(Items listed in a dataset)
━━━━━━━━━━━━━━━━━━━━━━━━━━━━━━
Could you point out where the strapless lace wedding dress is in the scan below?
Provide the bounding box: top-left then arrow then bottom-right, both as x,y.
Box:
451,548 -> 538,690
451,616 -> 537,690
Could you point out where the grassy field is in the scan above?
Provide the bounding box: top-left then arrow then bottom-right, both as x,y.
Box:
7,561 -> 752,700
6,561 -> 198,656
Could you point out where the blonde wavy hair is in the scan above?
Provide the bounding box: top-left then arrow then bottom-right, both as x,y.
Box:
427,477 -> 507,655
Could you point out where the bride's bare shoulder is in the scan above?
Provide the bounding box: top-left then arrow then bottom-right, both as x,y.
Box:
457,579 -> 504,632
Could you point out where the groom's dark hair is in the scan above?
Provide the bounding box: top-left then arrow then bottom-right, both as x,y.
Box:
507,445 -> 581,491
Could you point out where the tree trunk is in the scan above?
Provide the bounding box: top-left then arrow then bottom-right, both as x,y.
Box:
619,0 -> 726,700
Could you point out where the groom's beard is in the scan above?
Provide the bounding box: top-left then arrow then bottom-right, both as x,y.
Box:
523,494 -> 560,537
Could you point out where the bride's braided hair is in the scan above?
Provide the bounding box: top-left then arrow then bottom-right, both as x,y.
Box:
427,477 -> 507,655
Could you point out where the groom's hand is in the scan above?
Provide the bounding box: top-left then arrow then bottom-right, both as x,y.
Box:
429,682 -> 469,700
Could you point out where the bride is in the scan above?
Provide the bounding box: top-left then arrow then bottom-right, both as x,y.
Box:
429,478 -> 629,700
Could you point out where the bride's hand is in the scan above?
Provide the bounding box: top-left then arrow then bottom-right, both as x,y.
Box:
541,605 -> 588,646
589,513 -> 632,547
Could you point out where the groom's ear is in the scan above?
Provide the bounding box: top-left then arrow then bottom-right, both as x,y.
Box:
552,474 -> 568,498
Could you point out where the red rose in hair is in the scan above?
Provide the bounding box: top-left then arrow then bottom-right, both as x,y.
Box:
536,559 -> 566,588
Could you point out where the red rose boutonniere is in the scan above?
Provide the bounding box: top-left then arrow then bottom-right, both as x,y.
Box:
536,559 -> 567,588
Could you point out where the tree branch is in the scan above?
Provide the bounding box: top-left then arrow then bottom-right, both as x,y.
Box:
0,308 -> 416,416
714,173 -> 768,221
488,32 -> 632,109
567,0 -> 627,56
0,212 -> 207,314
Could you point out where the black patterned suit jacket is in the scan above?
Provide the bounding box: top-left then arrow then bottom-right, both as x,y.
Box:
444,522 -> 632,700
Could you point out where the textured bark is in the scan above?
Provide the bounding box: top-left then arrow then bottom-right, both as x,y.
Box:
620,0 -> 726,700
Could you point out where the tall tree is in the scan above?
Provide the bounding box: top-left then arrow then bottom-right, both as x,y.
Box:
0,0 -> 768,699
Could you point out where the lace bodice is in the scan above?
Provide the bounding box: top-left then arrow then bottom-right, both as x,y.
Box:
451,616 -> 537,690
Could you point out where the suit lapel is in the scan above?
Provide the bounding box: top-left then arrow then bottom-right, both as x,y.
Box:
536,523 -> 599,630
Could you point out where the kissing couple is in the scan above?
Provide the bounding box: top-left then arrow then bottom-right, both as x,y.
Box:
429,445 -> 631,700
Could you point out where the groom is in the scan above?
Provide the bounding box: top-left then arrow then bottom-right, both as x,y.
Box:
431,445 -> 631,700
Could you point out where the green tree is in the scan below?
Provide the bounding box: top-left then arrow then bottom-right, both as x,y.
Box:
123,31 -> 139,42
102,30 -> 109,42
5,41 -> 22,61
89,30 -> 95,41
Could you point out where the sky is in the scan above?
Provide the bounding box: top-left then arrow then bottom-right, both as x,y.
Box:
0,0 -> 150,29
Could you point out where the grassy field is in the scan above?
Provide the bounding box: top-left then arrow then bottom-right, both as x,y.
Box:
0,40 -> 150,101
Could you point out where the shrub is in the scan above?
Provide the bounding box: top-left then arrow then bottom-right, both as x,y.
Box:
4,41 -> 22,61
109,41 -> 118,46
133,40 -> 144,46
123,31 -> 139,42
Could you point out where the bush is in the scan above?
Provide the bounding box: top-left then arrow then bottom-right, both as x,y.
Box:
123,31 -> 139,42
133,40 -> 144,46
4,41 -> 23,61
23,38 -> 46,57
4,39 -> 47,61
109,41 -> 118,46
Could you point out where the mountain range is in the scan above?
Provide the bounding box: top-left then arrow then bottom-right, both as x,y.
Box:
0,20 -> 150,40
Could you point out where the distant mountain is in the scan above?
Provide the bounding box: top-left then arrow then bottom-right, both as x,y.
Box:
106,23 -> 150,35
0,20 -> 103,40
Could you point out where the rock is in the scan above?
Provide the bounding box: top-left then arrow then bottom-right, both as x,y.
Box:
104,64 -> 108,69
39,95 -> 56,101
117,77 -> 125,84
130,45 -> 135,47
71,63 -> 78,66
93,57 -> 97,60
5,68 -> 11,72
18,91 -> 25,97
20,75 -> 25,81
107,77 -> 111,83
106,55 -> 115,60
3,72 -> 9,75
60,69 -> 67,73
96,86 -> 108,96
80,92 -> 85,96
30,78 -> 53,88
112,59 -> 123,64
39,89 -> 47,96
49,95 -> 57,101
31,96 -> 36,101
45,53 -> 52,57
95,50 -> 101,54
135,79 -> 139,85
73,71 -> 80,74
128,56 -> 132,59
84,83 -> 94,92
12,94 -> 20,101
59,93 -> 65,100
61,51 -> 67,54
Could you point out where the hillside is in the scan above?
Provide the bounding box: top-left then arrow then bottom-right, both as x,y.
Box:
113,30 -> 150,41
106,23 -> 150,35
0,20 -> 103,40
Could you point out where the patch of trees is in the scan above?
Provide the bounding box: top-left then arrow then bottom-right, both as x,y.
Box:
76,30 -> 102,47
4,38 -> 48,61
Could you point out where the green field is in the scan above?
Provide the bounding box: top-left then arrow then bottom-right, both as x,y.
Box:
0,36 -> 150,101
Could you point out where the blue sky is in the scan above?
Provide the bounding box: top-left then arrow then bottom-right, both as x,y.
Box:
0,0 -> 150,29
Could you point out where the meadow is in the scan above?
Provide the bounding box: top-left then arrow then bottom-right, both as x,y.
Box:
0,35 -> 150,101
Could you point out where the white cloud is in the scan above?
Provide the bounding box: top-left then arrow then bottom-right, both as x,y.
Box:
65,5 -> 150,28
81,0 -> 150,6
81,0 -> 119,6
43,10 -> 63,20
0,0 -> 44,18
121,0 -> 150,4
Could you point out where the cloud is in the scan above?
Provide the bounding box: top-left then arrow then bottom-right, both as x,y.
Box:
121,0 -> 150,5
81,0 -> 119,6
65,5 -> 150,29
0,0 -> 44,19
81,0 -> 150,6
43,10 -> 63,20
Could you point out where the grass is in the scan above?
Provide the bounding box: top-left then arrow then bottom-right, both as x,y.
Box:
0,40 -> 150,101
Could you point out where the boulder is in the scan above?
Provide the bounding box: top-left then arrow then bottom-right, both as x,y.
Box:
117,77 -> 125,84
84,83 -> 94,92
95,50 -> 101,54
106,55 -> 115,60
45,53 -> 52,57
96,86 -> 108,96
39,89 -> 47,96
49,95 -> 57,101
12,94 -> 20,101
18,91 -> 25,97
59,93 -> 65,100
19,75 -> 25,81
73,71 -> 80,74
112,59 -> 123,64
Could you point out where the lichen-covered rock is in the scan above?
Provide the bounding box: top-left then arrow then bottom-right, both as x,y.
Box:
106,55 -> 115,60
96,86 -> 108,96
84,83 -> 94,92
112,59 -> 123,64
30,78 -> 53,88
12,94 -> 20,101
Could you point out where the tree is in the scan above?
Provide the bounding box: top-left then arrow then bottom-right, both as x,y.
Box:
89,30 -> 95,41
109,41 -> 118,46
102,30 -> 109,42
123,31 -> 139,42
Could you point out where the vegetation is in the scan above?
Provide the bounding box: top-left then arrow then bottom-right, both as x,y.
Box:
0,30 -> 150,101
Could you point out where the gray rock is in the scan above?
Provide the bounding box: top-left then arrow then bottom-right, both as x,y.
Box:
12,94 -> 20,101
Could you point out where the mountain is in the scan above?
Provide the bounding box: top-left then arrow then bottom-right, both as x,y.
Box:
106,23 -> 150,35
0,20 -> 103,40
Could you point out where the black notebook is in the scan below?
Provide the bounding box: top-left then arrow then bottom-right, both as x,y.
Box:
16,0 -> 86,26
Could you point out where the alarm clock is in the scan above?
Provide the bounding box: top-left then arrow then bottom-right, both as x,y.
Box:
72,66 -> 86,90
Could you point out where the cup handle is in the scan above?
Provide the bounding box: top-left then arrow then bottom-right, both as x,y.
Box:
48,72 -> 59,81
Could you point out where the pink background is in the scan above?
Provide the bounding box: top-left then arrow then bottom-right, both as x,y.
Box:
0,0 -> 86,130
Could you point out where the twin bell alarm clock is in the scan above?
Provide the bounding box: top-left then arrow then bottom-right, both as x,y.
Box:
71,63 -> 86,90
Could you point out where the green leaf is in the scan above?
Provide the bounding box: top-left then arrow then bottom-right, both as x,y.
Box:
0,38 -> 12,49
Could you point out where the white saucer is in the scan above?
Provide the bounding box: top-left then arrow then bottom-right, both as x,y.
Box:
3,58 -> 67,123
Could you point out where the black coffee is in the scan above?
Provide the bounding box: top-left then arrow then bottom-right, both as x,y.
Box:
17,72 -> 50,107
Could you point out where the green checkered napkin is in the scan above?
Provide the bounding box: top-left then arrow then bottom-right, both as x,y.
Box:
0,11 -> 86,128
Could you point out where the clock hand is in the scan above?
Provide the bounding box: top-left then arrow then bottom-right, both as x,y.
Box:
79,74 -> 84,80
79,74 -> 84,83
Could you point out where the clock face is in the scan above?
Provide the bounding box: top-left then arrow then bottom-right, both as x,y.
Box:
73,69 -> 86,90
━━━━━━━━━━━━━━━━━━━━━━━━━━━━━━
REQUEST - Starting at the line that contains "Could you point out where the gray" and ending after the line that contains "0,11 -> 86,128", write those lines out again with every "scan" changed to "image" and nothing else altered.

FULL ANSWER -
Could you point out where the gray rock is in the image above?
Provide the bounding box: top-left then arrow then bottom-right, both as x,y.
Box:
12,94 -> 20,101
Could you point out where the mountain is in the image above?
Provide the bounding box: top-left then arrow then bottom-right, both as x,y.
Box:
106,23 -> 150,35
0,20 -> 103,40
Could you point out where the black notebook is in the image below?
Provide the bounding box: top-left then arrow then bottom-right, both as x,y.
Box:
16,0 -> 86,26
Could you point out where the alarm clock is in the image above?
Provide the bounding box: top-left then arrow then bottom-right, both as x,y.
Box:
72,66 -> 86,90
Could you point out where the cup handle is in the image above?
Provide the bounding box: top-left then arrow then bottom-right, both as x,y.
Box:
48,72 -> 59,81
Could you point out where the pink background is in the image above?
Provide the bounding box: top-left then arrow then bottom-right, both as x,y.
Box:
0,0 -> 86,130
Could you point out where the twin bell alarm clock is in the image above?
Provide the bounding box: top-left then arrow then bottom-right, both as x,y.
Box:
71,63 -> 86,90
Could you point out where the green leaf is in the image above?
Provide the bounding box: top-left then arrow then bottom-right, both as x,y.
Box:
0,38 -> 12,49
Could you point out where the white saucer is in the image above?
Provide the bounding box: top-left then arrow then bottom-right, both as x,y.
Box:
3,58 -> 67,123
Could you point out where the black coffee is in the image above?
Provide the bounding box: top-left then arrow then bottom-right, both as x,y.
Box:
17,72 -> 50,107
Could you point out where the green checkered napkin is in the image above?
Provide the bounding box: top-left then arrow then bottom-right, both as x,y.
Box:
0,11 -> 86,128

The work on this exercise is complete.